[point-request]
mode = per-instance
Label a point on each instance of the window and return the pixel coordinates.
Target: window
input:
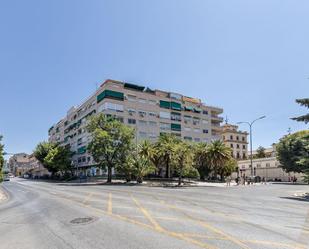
(142, 122)
(176, 116)
(176, 106)
(152, 114)
(152, 102)
(142, 113)
(131, 98)
(187, 119)
(196, 121)
(165, 115)
(165, 104)
(142, 134)
(152, 123)
(142, 101)
(165, 126)
(131, 121)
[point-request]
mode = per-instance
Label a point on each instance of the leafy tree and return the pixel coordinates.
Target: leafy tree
(201, 159)
(166, 145)
(58, 159)
(260, 152)
(42, 150)
(293, 152)
(229, 167)
(218, 155)
(182, 159)
(138, 163)
(303, 118)
(111, 142)
(306, 176)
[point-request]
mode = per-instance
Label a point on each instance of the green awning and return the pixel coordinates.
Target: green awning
(110, 94)
(176, 106)
(188, 108)
(165, 104)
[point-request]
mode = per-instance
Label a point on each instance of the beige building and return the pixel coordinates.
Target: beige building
(268, 168)
(150, 112)
(236, 140)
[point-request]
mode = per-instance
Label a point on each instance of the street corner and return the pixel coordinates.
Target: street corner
(3, 196)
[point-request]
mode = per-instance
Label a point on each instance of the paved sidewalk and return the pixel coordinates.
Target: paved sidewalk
(3, 196)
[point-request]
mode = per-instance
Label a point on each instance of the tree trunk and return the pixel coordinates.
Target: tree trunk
(179, 180)
(109, 174)
(167, 173)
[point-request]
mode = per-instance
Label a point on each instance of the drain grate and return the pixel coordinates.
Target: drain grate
(84, 220)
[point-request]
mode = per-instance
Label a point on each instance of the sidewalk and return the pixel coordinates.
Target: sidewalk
(3, 196)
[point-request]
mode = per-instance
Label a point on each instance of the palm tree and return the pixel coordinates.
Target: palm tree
(200, 159)
(166, 149)
(218, 156)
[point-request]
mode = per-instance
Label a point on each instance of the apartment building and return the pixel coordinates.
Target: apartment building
(149, 112)
(236, 140)
(267, 167)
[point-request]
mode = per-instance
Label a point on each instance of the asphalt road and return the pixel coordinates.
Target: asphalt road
(39, 215)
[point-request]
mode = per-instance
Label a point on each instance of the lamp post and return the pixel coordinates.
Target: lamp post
(250, 126)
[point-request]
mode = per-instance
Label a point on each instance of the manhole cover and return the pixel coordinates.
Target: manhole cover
(81, 220)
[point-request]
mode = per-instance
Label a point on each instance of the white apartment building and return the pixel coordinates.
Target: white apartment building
(150, 112)
(267, 167)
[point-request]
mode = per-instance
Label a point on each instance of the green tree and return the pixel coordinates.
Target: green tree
(1, 154)
(303, 118)
(111, 142)
(166, 145)
(260, 152)
(229, 167)
(218, 155)
(58, 159)
(182, 160)
(293, 152)
(201, 159)
(306, 176)
(41, 151)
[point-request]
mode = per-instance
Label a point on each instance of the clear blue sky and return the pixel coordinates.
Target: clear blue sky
(249, 57)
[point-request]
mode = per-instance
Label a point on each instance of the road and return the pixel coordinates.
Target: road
(50, 215)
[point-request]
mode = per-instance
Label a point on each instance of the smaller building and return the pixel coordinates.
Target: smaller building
(236, 140)
(267, 168)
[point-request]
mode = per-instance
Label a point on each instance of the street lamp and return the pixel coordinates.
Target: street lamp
(250, 126)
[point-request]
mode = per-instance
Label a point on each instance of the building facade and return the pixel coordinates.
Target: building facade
(236, 140)
(150, 112)
(267, 167)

YOUR INSTRUCTIONS -
Return word for word the line with "Target: clear blue sky" and every line after it through the end of the records above.

SOLUTION TO THE EXERCISE -
Target: clear blue sky
(249, 57)
[point-request]
mode = per-instance
Label a point on each instance of the road and return the pixel coordinates.
Target: road
(50, 215)
[point-request]
mode = per-instance
Label a point on each instance of the smaller building and return the pixel coordinates.
Target: smaller building
(236, 140)
(267, 168)
[point-request]
mode = per-instance
Label a point on each instance of the street lamp and return the pixel coordinates.
Target: street lamp
(250, 126)
[point-request]
mode = per-instance
Label a point on each instance of the building facade and return the pixel coordinates.
Target: building facade
(236, 140)
(150, 112)
(267, 167)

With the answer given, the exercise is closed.